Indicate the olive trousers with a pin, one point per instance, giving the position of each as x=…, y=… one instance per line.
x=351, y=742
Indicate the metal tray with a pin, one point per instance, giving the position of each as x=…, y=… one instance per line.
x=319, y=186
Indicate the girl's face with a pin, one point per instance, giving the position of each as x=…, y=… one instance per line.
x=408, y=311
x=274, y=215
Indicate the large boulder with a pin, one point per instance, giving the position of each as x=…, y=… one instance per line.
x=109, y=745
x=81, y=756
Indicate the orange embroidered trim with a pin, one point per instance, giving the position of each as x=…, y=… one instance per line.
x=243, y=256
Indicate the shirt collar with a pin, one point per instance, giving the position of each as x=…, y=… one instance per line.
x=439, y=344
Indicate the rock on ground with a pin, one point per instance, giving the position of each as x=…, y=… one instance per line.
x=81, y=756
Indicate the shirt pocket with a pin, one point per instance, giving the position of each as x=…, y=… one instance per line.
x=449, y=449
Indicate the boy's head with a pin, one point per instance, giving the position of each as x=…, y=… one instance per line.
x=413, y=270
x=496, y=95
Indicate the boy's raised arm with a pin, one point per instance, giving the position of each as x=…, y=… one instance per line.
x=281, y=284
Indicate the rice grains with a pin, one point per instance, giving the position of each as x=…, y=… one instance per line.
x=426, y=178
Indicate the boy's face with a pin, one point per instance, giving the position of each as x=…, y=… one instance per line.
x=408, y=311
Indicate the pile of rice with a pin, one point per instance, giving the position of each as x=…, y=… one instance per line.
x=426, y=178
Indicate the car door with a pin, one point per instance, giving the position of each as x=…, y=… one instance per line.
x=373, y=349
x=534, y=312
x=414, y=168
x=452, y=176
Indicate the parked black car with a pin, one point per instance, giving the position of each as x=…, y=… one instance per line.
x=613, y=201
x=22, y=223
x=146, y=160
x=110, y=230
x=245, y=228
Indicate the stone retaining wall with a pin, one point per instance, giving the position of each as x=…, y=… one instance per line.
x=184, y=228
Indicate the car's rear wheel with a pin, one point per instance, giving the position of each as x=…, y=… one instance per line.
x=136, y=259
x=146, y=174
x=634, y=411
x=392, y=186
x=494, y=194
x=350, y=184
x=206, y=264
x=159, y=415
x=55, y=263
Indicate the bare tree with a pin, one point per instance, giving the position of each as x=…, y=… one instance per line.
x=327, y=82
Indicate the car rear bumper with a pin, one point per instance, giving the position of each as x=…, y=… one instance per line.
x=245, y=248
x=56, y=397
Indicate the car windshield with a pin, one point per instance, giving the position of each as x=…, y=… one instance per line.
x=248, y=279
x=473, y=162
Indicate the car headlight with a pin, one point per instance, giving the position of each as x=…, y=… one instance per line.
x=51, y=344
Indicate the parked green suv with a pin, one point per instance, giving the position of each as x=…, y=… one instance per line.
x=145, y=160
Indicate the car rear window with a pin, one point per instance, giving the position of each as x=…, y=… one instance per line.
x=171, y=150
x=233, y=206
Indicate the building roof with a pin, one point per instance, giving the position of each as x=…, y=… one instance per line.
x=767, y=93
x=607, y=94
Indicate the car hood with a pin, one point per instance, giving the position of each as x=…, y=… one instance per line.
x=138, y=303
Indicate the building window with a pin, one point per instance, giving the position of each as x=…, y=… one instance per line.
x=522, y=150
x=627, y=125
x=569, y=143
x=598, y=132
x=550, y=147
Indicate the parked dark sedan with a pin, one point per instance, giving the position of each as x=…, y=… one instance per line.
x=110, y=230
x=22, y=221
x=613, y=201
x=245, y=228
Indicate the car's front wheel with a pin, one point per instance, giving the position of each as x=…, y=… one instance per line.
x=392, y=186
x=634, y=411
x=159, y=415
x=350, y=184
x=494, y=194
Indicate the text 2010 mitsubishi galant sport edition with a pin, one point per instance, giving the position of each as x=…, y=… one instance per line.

○ ○ ○ ○ ○

> **Problem statement**
Can you give all of the lines above as a Markdown table with the columns No. and Text, numbering each row and skipping any blank lines?

> **Exercise answer**
| No. | Text |
|---|---|
| 1 | Indicate the olive trousers with a pin, one point per instance, giving the position of each as x=…, y=… one instance per line. |
| 2 | x=351, y=742 |
| 3 | Indicate the metal tray with a pin, one point per instance, giving the position of each as x=…, y=… one instance per line. |
| 4 | x=319, y=186 |
| 5 | Indicate the girl's face with a pin, one point per instance, giving the position of each as x=…, y=… one instance per line. |
| 6 | x=408, y=311 |
| 7 | x=274, y=215 |
| 8 | Indicate the large boulder with a pin, one point per instance, giving the position of each as x=…, y=… one instance per line. |
| 9 | x=109, y=745 |
| 10 | x=81, y=756 |
| 11 | Indicate the orange embroidered trim with a pin, one point per instance, giving the position of each as x=…, y=… one instance per line. |
| 12 | x=243, y=256 |
| 13 | Indicate the shirt collar with a pin, one point per instance, giving the position of each as x=…, y=… one instance per line. |
| 14 | x=439, y=344 |
| 15 | Indicate the rock on ground with a pin, one point per instance, giving the position of each as x=…, y=… one instance per line. |
| 16 | x=81, y=756 |
| 17 | Indicate the shirt pocket with a pin, one point per instance, giving the position of each as x=…, y=… one instance per line. |
| 18 | x=449, y=449 |
| 19 | Indicate the boy's head with a pin, one point per instance, giving the position of each as x=…, y=… one instance per line. |
| 20 | x=413, y=270 |
| 21 | x=496, y=95 |
| 22 | Indicate the boy's raised arm with a pin, one point per instance, giving the position of each as x=…, y=… one instance per line. |
| 23 | x=281, y=284 |
| 24 | Indicate the rice grains with a pin, one point per instance, giving the position of each as x=…, y=… one instance per line. |
| 25 | x=426, y=178 |
| 26 | Indicate the boy's face with a pin, one point per instance, giving the position of each as x=…, y=… one instance per line. |
| 27 | x=408, y=311 |
| 28 | Indicate the pile of rice with a pin, one point per instance, giving the position of each as x=…, y=… one instance per line. |
| 29 | x=426, y=178 |
| 30 | Indicate the car door with a pin, one point per instance, giving the position of each as x=…, y=… one instance per line. |
| 31 | x=373, y=349 |
| 32 | x=534, y=312 |
| 33 | x=414, y=168 |
| 34 | x=452, y=176 |
| 35 | Indicate the parked black car with a pin, one point per instance, giving the position of each as x=…, y=… one instance per line. |
| 36 | x=613, y=201 |
| 37 | x=22, y=223 |
| 38 | x=146, y=160 |
| 39 | x=110, y=230 |
| 40 | x=245, y=228 |
| 41 | Indicate the stone retaining wall with a pin, one point per instance, giving the position of each as x=…, y=… one instance per line. |
| 42 | x=184, y=228 |
| 43 | Indicate the car's rear wheel with a pin, one point per instance, giving the position of each as x=…, y=… one instance per line. |
| 44 | x=136, y=259 |
| 45 | x=146, y=174 |
| 46 | x=634, y=411 |
| 47 | x=392, y=186 |
| 48 | x=494, y=194 |
| 49 | x=350, y=184 |
| 50 | x=206, y=264 |
| 51 | x=159, y=415 |
| 52 | x=55, y=263 |
| 53 | Indicate the bare tree with a pin, one point per instance, giving the position of each as x=…, y=… one instance per line. |
| 54 | x=327, y=82 |
| 55 | Indicate the car rear bumper with a pin, one point per instance, giving the position of each as x=…, y=… one instance per line. |
| 56 | x=245, y=248 |
| 57 | x=56, y=397 |
| 58 | Indicate the car windshield with a pin, one point per instance, giving the position of each as x=…, y=… one instance per line. |
| 59 | x=248, y=279 |
| 60 | x=473, y=162 |
| 61 | Indicate the car headlight with a pin, one point per instance, giving the position of each as x=…, y=… one instance per line. |
| 62 | x=51, y=344 |
| 63 | Indicate the parked green suv with a pin, one point per instance, giving the position of each as x=…, y=… one instance per line. |
| 64 | x=145, y=160 |
| 65 | Indicate the car rear window with a pin, one point per instance, giving the position of each as x=…, y=… one instance per line. |
| 66 | x=171, y=150 |
| 67 | x=233, y=206 |
| 68 | Indicate the building roof with a pin, one point per instance, giving the position of each as x=…, y=… one instance per line. |
| 69 | x=767, y=93 |
| 70 | x=607, y=94 |
| 71 | Indicate the car hood with a pin, one point per instance, giving the position of each as x=…, y=… one instance per line. |
| 72 | x=138, y=303 |
| 73 | Indicate the building window with a pin, one point per instance, giving the position of each as x=…, y=… one instance per line. |
| 74 | x=522, y=150 |
| 75 | x=627, y=125 |
| 76 | x=569, y=143 |
| 77 | x=598, y=132 |
| 78 | x=550, y=147 |
| 79 | Indicate the parked dark sedan with a pin, one point per instance, giving the position of each as x=…, y=… one instance per line. |
| 80 | x=110, y=230 |
| 81 | x=22, y=221 |
| 82 | x=613, y=201 |
| 83 | x=245, y=228 |
| 84 | Indicate the car's front wheel with a pin, one point per instance, giving the position of each as x=…, y=… one instance per line. |
| 85 | x=392, y=186 |
| 86 | x=634, y=411 |
| 87 | x=159, y=415 |
| 88 | x=350, y=184 |
| 89 | x=494, y=194 |
| 90 | Indicate the text 2010 mitsubishi galant sport edition with a pin, one point per instance, giving the position of each as x=…, y=… one instance per line. |